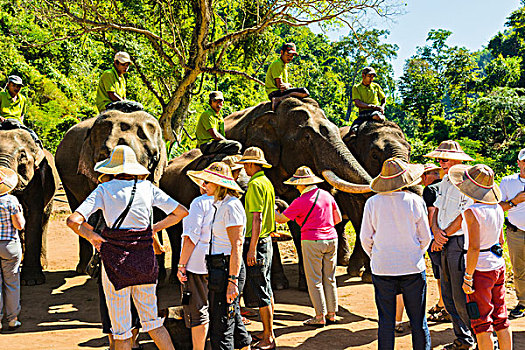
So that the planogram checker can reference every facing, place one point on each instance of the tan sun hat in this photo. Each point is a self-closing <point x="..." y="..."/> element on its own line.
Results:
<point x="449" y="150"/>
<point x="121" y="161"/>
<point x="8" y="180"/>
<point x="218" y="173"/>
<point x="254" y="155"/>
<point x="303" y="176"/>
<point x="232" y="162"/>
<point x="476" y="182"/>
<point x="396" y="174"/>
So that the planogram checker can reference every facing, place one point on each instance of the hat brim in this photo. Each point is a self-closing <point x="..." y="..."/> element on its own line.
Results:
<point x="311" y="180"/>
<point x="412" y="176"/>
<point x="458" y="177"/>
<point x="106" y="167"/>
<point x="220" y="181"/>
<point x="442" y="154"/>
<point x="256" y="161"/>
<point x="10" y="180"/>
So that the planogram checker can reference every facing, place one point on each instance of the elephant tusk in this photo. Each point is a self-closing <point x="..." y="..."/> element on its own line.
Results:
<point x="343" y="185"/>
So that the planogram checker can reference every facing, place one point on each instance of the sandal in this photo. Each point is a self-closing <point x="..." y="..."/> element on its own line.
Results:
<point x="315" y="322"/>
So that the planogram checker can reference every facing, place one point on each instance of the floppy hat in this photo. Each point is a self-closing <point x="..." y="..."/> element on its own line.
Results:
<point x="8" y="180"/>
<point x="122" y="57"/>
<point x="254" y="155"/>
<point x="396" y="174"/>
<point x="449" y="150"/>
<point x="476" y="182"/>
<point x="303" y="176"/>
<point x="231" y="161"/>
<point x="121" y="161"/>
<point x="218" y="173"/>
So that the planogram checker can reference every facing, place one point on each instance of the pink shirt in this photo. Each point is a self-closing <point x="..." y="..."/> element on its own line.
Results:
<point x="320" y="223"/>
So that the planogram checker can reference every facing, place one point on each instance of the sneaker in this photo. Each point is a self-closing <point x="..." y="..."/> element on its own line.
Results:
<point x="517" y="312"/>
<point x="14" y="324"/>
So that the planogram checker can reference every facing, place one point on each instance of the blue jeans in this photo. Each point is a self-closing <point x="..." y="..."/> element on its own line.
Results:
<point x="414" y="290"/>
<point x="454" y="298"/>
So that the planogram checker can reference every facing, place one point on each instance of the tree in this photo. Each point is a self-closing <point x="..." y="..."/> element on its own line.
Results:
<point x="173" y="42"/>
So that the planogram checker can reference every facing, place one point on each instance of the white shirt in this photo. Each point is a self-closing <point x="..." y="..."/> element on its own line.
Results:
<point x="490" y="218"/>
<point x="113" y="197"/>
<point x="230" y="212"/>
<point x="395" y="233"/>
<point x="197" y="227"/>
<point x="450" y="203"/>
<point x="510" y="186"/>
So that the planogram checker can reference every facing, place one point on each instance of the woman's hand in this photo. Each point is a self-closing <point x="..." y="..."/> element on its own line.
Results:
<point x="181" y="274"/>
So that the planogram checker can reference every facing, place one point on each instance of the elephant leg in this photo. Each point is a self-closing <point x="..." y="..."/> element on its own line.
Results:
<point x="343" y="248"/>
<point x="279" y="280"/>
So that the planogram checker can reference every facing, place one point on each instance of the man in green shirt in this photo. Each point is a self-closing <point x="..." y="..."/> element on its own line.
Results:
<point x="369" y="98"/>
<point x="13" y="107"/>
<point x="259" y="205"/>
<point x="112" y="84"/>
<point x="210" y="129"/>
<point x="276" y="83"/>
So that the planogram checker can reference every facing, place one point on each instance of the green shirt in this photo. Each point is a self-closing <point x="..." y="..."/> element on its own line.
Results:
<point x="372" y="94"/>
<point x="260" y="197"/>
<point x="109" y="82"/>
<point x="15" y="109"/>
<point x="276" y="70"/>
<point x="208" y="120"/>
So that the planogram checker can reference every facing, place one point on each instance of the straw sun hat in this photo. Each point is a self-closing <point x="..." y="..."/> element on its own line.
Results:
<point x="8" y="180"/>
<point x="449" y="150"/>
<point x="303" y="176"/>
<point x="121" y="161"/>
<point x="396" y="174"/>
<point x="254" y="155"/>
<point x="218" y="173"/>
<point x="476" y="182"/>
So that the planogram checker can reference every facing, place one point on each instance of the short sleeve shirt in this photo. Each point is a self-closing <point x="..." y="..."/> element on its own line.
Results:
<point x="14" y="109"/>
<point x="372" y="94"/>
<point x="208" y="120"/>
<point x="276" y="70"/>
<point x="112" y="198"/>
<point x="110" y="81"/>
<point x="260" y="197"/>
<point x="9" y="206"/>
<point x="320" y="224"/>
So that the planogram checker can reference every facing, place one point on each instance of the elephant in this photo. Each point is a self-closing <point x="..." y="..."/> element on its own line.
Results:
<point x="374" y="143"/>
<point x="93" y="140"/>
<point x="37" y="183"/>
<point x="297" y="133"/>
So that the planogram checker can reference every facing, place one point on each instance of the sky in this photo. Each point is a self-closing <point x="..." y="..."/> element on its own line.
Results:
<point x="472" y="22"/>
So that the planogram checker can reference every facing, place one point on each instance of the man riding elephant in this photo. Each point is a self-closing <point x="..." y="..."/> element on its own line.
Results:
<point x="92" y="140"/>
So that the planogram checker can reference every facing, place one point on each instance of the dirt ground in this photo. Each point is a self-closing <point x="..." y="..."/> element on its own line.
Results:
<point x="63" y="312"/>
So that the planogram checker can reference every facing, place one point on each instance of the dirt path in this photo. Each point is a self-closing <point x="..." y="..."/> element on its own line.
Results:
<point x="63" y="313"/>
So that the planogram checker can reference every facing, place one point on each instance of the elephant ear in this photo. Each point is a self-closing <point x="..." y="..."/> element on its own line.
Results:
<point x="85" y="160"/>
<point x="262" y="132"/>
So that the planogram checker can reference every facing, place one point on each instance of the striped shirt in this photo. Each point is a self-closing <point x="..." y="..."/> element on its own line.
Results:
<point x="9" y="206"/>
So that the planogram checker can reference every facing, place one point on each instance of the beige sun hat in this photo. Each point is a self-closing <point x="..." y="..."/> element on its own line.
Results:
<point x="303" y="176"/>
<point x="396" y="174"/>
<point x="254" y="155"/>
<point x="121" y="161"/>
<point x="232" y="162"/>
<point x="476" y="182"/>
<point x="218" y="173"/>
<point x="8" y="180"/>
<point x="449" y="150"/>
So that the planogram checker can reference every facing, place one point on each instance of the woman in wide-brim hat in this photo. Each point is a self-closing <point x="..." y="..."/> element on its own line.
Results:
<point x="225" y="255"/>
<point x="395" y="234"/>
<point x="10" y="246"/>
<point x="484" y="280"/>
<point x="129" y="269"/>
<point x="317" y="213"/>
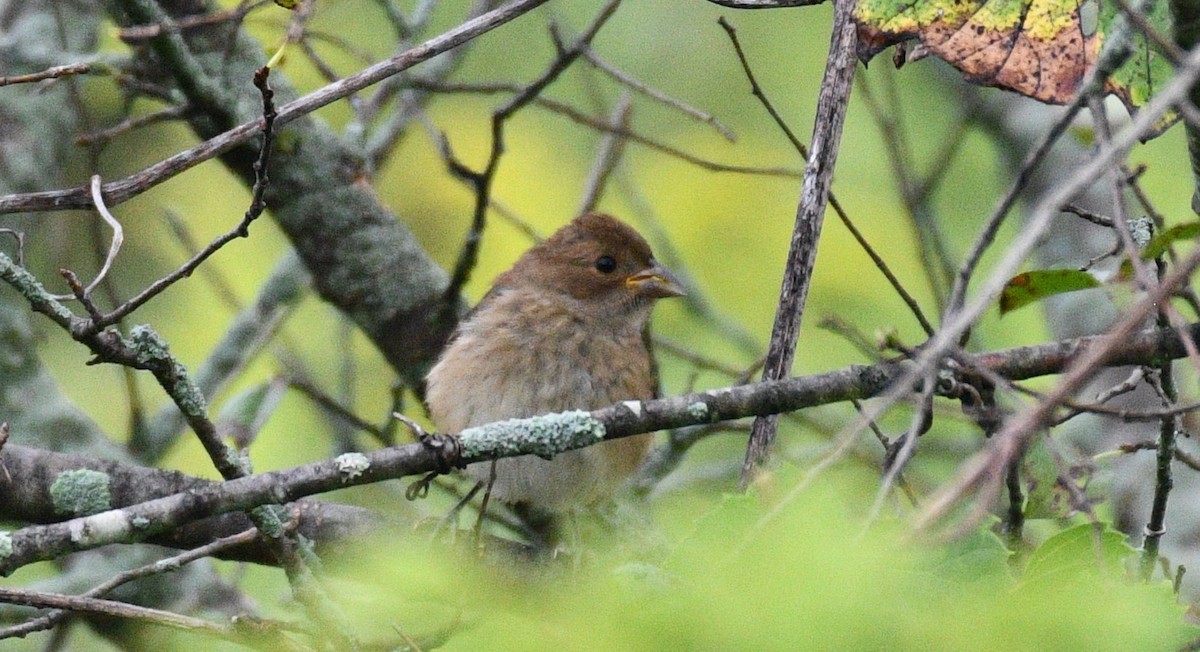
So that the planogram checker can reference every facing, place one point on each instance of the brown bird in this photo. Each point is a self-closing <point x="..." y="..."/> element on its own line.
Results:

- - -

__WHAT THE EXERCISE ASKS__. Repeat each entry exactly as it appears; skip any picture.

__TASK OUTPUT__.
So that the planogram checker can reference every facing, place one point on each instance of the tan sun hat in this photo. Each point is a self-closing <point x="..." y="..."/> element on its own line.
Results:
<point x="449" y="150"/>
<point x="121" y="161"/>
<point x="8" y="180"/>
<point x="218" y="173"/>
<point x="254" y="155"/>
<point x="303" y="176"/>
<point x="232" y="162"/>
<point x="476" y="182"/>
<point x="396" y="174"/>
So that the planogram checker can reference every facing, place one point on each instance of the hat brim in this photo. Each point is a self-closing <point x="..." y="..."/> element on its own line.
Results:
<point x="311" y="180"/>
<point x="412" y="176"/>
<point x="458" y="177"/>
<point x="106" y="167"/>
<point x="220" y="181"/>
<point x="442" y="154"/>
<point x="256" y="161"/>
<point x="10" y="180"/>
So that the planogram checker can reference every facing, place one point on each instance of the elephant tusk in this photo. Each point is a self-closing <point x="..." y="..."/> element on its own line.
Results:
<point x="343" y="185"/>
So that the planogram checker can reference every facing, place one point on each instance of the sandal in this photo. Each point is a self-closing <point x="..." y="..."/> element on its own line.
Results:
<point x="315" y="322"/>
So that the planogram checker can reference every facing, place one point on each instance of the floppy hat in this photo. Each point is a self-closing <point x="..." y="..."/> element on its own line.
Results:
<point x="8" y="180"/>
<point x="122" y="57"/>
<point x="254" y="155"/>
<point x="396" y="174"/>
<point x="449" y="150"/>
<point x="476" y="182"/>
<point x="303" y="176"/>
<point x="231" y="161"/>
<point x="121" y="161"/>
<point x="218" y="173"/>
So that the planogram checker can reference every facing, place one point on each instance of the pink shirt in this photo. Each point is a self-closing <point x="..." y="..."/> element on its own line.
Results:
<point x="320" y="223"/>
So that the planogram checker can reference every facing, place one point on each instance of the sneaker in this photo. Each point is a self-closing <point x="..." y="..."/> element on its own line.
Results:
<point x="517" y="312"/>
<point x="14" y="324"/>
So that the planogram checker can reference every facing, place one point on each instance of the blue jeans in this photo. Each point is a self-closing <point x="..." y="..."/> element on its own line.
Results:
<point x="414" y="290"/>
<point x="454" y="298"/>
So that the planogram checker can reference every facing, place one point on each instance of the tree in this photo. Each point is a self-closing <point x="..." y="..."/> element on its own line.
Results:
<point x="173" y="42"/>
So that the planogram checker can reference every facing, place one point on each instance of the white shirt in this photo. Each point is a self-closing <point x="..." y="..."/> element on its own line.
Results:
<point x="490" y="218"/>
<point x="113" y="197"/>
<point x="230" y="212"/>
<point x="395" y="233"/>
<point x="197" y="227"/>
<point x="450" y="203"/>
<point x="510" y="186"/>
So that the planogram checker can reference every facing, place one point on each instance of the woman's hand in this photo. Each point is a self-closing <point x="..." y="..."/> element on its own line.
Results:
<point x="181" y="274"/>
So that the planogram checker can reference every facing, place one point on each instance of the elephant leg in this photo. Each point is a self-closing <point x="..." y="..."/> element on its own line.
Results:
<point x="343" y="248"/>
<point x="279" y="280"/>
So that the planogram checker can reference every facing, place one point on each instance of the man in green shirt in this photo. Each point is a self-closing <point x="..." y="..."/> element on its own line.
Results:
<point x="369" y="98"/>
<point x="13" y="107"/>
<point x="259" y="205"/>
<point x="112" y="84"/>
<point x="210" y="129"/>
<point x="276" y="83"/>
So that the planogram checker can reference every facing, place one point on each instance of the green shirt in this photo. Each point is a self-closing <point x="..." y="..."/> element on its own line.
Results:
<point x="372" y="94"/>
<point x="260" y="197"/>
<point x="109" y="82"/>
<point x="15" y="109"/>
<point x="276" y="70"/>
<point x="208" y="120"/>
So that the planogram checker can reference every facing, place one point on each instance of the straw sun hat in this photo. Each point is a self-closing <point x="..." y="..."/> element on its own line.
Results:
<point x="8" y="180"/>
<point x="449" y="150"/>
<point x="303" y="176"/>
<point x="121" y="161"/>
<point x="396" y="174"/>
<point x="254" y="155"/>
<point x="218" y="173"/>
<point x="476" y="182"/>
So that the planogram checker can reference every facing, place one point on each instance of the short sleeve shirt in this photo. Each point is a self-closing <point x="..." y="..."/> element on its own line.
Results:
<point x="14" y="109"/>
<point x="372" y="94"/>
<point x="208" y="120"/>
<point x="276" y="70"/>
<point x="112" y="198"/>
<point x="110" y="81"/>
<point x="260" y="197"/>
<point x="9" y="206"/>
<point x="320" y="224"/>
So that the planogram checker can reference every facing, place one point on each instance of the elephant in this photo. Each point is a self-closing <point x="..." y="..."/> element on its own line.
Results:
<point x="374" y="143"/>
<point x="93" y="140"/>
<point x="37" y="183"/>
<point x="297" y="133"/>
So that the planogram checker can reference every facing, place one point on each instance of the sky in this photo. Each point is a self-closing <point x="..." y="..."/> element on its own line.
Results:
<point x="472" y="22"/>
So that the planogram checker can reference every facing, place one point on each instance of the man riding elephant in this photo. Each point is a self-closing <point x="..." y="..."/> element on its own line.
Results:
<point x="92" y="140"/>
So that the planogram checker can reference every facing, place one point on each instance of the dirt ground in this photo. Each point is a self-closing <point x="..." y="..."/> element on its own line.
Results:
<point x="63" y="312"/>
So that the planogram checker can reference every facing, place one point on each instance of the dirt path in this photo. Each point is a self-closing <point x="..." y="..."/> element on its own line.
Results:
<point x="63" y="313"/>
So that the planogram checker can reference every facing, place one point on each instance of the elephant ear in this photo. Each point is a self-closing <point x="..." y="..."/> element on its own line.
Results:
<point x="85" y="160"/>
<point x="262" y="132"/>
So that the planogram checker can reference every facing, place one point on each instance of the striped shirt in this photo. Each point is a self-closing <point x="..." y="..."/> element on its own line.
Results:
<point x="9" y="206"/>
So that the planogram checker can reference every facing, place one point on each instance of the beige sun hat in this photo. Each point is a self-closing <point x="..." y="..."/> element on its own line.
Results:
<point x="303" y="176"/>
<point x="396" y="174"/>
<point x="254" y="155"/>
<point x="121" y="161"/>
<point x="232" y="162"/>
<point x="476" y="182"/>
<point x="218" y="173"/>
<point x="8" y="180"/>
<point x="449" y="150"/>
So that the planogram checker can reference every facing, place one point on each instance of the woman in wide-brim hat in this photo. Each point is a self-closing <point x="..." y="..."/> element on its own line.
Results:
<point x="225" y="255"/>
<point x="395" y="234"/>
<point x="10" y="246"/>
<point x="484" y="280"/>
<point x="129" y="269"/>
<point x="317" y="213"/>
So that the planogram checker can reference every facing, place one point on each instance of the brown bird in this photo. Each point is a self-closing <point x="..." y="..."/> element on its own line.
Results:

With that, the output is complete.